WORK INSTRUCTIONS:
Extract every one of the rows below verbatim, omitting the pictures from your answer.

Entries drawn from a collection

########################################

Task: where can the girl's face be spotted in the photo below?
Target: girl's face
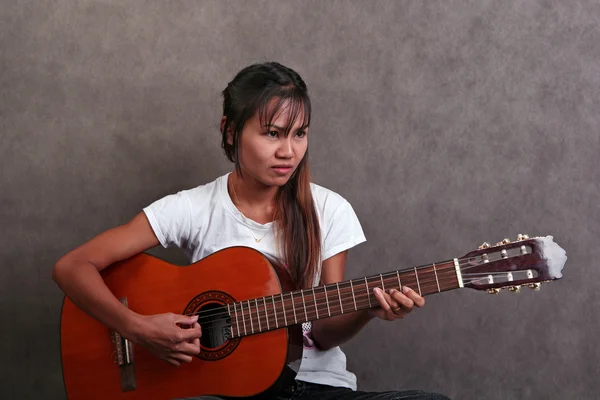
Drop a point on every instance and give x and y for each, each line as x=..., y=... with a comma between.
x=269, y=155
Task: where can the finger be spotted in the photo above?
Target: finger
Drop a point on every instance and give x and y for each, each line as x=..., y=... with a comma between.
x=172, y=362
x=194, y=332
x=414, y=296
x=185, y=319
x=181, y=357
x=392, y=299
x=380, y=296
x=188, y=348
x=404, y=301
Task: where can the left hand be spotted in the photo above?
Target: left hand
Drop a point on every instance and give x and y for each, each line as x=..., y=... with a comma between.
x=395, y=304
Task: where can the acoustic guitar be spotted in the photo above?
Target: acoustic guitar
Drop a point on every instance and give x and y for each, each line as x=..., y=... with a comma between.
x=251, y=316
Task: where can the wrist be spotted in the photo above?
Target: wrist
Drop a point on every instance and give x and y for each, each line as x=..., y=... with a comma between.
x=131, y=325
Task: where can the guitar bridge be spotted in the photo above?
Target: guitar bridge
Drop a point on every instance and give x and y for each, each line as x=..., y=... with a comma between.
x=124, y=358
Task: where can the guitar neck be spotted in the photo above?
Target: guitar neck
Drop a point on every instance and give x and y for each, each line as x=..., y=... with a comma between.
x=281, y=310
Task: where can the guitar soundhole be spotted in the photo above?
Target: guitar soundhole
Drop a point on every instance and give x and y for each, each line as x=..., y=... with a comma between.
x=213, y=317
x=216, y=325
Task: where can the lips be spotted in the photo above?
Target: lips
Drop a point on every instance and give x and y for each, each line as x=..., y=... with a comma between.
x=282, y=169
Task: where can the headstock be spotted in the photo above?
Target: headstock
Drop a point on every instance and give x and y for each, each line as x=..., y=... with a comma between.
x=525, y=262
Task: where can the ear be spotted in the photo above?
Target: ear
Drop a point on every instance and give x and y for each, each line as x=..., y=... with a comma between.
x=229, y=133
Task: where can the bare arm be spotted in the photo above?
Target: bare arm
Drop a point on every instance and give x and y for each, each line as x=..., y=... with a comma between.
x=78, y=275
x=334, y=331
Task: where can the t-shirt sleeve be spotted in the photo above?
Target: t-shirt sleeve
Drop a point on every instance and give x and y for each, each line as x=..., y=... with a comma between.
x=170, y=218
x=342, y=231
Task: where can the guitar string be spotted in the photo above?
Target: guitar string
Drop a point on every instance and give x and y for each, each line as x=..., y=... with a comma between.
x=441, y=268
x=345, y=289
x=361, y=302
x=345, y=286
x=311, y=307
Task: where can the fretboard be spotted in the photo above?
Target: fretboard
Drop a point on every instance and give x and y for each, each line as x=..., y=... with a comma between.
x=273, y=312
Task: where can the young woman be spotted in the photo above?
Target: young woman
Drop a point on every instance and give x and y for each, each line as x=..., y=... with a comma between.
x=266, y=203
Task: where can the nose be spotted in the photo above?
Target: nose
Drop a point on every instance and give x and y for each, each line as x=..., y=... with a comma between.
x=285, y=149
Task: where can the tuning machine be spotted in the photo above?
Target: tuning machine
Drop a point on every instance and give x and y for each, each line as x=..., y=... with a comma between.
x=504, y=241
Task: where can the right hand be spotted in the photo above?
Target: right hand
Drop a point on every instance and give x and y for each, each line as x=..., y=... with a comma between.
x=164, y=337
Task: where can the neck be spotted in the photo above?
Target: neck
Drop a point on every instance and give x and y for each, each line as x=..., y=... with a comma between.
x=251, y=195
x=285, y=309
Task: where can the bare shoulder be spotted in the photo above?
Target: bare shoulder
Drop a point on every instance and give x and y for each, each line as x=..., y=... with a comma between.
x=115, y=244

########################################

COMPLETE RESPONSE:
Task: where can the girl's face be spotted in the photo below?
Target: girl's face
Drop a point on every instance and give x and y for each, each line as x=..., y=... with a comma between.
x=269, y=155
Task: where can the finger be spotted in the photo above?
Target: finger
Drop a point on every instance and give x and y for each, each line as x=..., y=... with a comma between.
x=172, y=362
x=194, y=332
x=414, y=296
x=185, y=319
x=181, y=357
x=392, y=299
x=380, y=296
x=188, y=348
x=404, y=301
Task: where can the left hand be spotted in the photo above?
Target: left hand
Drop a point on every instance and give x and y for each, each line as x=..., y=... with a comma between.
x=395, y=304
Task: where can the acoustic guitar be spotted in the photo above?
Target: acoustic guitar
Drop a point on every instance and give x and y for each, each line as x=..., y=... with a comma between.
x=251, y=316
Task: where can the wrist be spotted in the photo above?
Target: wrist
Drop a point on every instance and give x and y for each, each line as x=..., y=... with a comma between.
x=131, y=325
Task: where can the guitar bridge be spotted in the photo above?
Target: guitar bridge
Drop a point on every instance and give x and y for each, each line as x=..., y=... with a comma between.
x=124, y=358
Task: where can the guitar neck be spotted in the photo above?
Target: guitar neck
Drop a point on every instance and give x and y for each, each line as x=..., y=... with a comma between.
x=281, y=310
Task: where can the guitar soundhole be spotted in the photo above?
Target: guitar soundhole
Drop a point on every instance and give x and y for each, each line as x=..., y=... with a comma between.
x=213, y=317
x=216, y=325
Task: where can the lips be spotted in the photo above?
Target: lips
Drop a point on every instance and give x and y for each, each line as x=..., y=... with a comma between.
x=282, y=169
Task: where can the headstock be spotted in the photo above?
Target: headstock
Drop a point on every instance and give x and y for each, each line as x=..., y=... with a comma between.
x=525, y=262
Task: where can the ear be spotted in the photo above?
Target: ear
Drop a point on every instance and give x and y for each, each line as x=..., y=... with a comma between.
x=229, y=133
Task: where can the bare arm be spotted in the photo above?
Target: bare arm
Drop a point on every instance and give x and y for each, each line as x=..., y=... with a comma between.
x=78, y=275
x=334, y=331
Task: where can the t-shirt sleeve be spotted in the photo above?
Target: t-shirt sleeve
Drop a point on every instance and give x and y for each, each line as x=..., y=... with a comma between.
x=170, y=218
x=342, y=231
Task: where can the guitar string be spotted in the photo above?
Target: guitar string
Drop a point on every instance and give x and y for each, each line as x=..., y=... with a comma between.
x=441, y=268
x=345, y=289
x=361, y=302
x=345, y=286
x=311, y=307
Task: where can the fretboard be spotted in the photo above?
Target: fretboard
Drop a point on every instance and give x and y for each, each line as x=..., y=... with a comma between.
x=273, y=312
Task: where can the young woman be spotted in the photo above?
Target: young woman
Drop a point on every instance and give x and y for each, each line as x=..., y=... with a comma between.
x=266, y=203
Task: where can the nose be spotted in the photo above?
Target: nose
Drop a point on every instance and give x and y for each, each line as x=..., y=... with a comma between.
x=285, y=149
Task: where can the tuning machine be spotted in the photo above?
Target: tuning machine
Drop a point on every instance and give x and y for each, each line as x=..., y=... with a comma between.
x=504, y=241
Task: where can the right hand be spotted in the photo above?
Target: right hand
Drop a point on every instance and give x and y for each, each line as x=..., y=... with a comma between.
x=164, y=337
Task: where can the neck be spotted in the photo above?
Target: neck
Drop a point on every instance and give x and y for each, each line as x=..., y=... with a comma between.
x=251, y=195
x=285, y=309
Task: where can the bare shoulder be spotted in the photo above?
Target: bare shoulder
Drop a point on every instance and give x and y for each, each line as x=..., y=... with a comma between.
x=115, y=244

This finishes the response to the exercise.